■ Task details: Nothing but the records, repeated exactly, should form the response.

■ Source data:
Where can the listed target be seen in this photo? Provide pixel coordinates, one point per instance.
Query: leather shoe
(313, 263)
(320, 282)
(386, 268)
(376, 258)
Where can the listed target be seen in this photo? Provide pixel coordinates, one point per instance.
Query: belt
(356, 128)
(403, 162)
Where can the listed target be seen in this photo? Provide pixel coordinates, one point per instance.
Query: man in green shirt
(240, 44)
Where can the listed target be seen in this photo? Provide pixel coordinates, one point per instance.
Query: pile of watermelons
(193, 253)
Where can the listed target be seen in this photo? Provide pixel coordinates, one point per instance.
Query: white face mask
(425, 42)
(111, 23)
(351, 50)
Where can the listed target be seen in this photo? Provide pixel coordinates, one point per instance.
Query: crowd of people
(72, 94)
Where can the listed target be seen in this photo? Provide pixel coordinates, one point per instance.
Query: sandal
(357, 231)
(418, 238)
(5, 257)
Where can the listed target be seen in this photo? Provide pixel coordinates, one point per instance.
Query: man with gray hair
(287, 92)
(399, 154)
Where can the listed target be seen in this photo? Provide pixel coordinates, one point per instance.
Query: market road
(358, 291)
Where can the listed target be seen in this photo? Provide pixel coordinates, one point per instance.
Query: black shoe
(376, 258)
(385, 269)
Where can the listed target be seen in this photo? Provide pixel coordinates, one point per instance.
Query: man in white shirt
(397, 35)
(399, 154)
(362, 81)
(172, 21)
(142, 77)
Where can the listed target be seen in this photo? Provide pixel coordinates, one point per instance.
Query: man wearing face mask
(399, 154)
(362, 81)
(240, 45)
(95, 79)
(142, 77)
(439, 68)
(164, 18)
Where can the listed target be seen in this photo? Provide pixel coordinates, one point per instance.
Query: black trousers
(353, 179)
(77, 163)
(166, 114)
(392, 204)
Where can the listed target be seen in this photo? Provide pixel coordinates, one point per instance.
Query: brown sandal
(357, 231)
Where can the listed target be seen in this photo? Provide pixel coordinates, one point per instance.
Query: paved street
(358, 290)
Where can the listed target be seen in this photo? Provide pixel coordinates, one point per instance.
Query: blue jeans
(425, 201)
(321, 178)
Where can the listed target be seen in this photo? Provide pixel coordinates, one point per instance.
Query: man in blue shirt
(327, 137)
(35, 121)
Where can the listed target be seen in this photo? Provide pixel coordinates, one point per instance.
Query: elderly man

■ Worked solution:
Where can the listed target be seen in this photo? Provide pixel coordinates, one point per instance.
Query: leather shoe
(313, 263)
(320, 282)
(386, 268)
(376, 258)
Where can the listed target be seen in this photo? Provide pixel coordinates, one point per instance.
Query: belt
(356, 128)
(403, 162)
Where can the listed target be seen in this photo? Provide pixel coordinates, one point per instance.
Query: man in green shirt
(240, 44)
Where can the listed target be seen in this photo? Provide pixel coordinates, one point per instance.
Query: pile of watermelons
(193, 253)
Where can the listed target be seen in this photo? Provide pixel coordinates, one point per instance.
Query: white face mask
(425, 42)
(111, 23)
(351, 50)
Where can the listed target be seen in this photo? Provide pixel coordinates, one point per instance.
Query: crowd of people
(72, 94)
Where can the listed target be seen in this photo? Provide pixel coordinates, one point per instance.
Query: sandal
(357, 231)
(418, 238)
(5, 257)
Where can the listed target be seen in this photo? Provide pixel coordinates, one point per instance.
Query: man with gray hair
(287, 92)
(399, 154)
Where can the listed target be seen in this photo? Provide pixel coordinates, one point per instance.
Query: market road
(358, 291)
Where can the listed target be seen in this photo? Provide pixel coordinates, one point per instance.
Query: black shoe
(376, 258)
(385, 269)
Where can the listed target be seen in this photo? Provide pixel coordinates, one point per instance.
Query: man in white shirt
(397, 35)
(399, 154)
(362, 81)
(172, 21)
(142, 77)
Where can the listed target be seen in this photo? Provide pixel coordinates, one point per instance.
Query: man wearing face mask
(399, 154)
(362, 81)
(240, 45)
(95, 79)
(142, 77)
(439, 68)
(164, 18)
Where can the listed target be seen in this photo? Provide pixel coordinates, one point per instance.
Query: black trousers
(353, 179)
(77, 163)
(166, 114)
(392, 204)
Where can the listed target be seen in this photo? Provide pixel coordinates, one point per instance.
Query: brown sandal
(357, 231)
Where can the listed target be seen in this photo? Provide pixel coordinates, one point per instance.
Query: paved street
(358, 290)
Where can the listed target be seen in this photo? Provide pixel coordinates, one point per instance.
Query: blue jeans
(425, 201)
(321, 178)
Where can the listed target be seen in this photo? Provide pixel coordinates, one point per instance.
Query: man in blue shirt
(327, 137)
(35, 121)
Where can the listed target be seen in this photo? Provide pixel coordinates, one point per instance.
Query: elderly man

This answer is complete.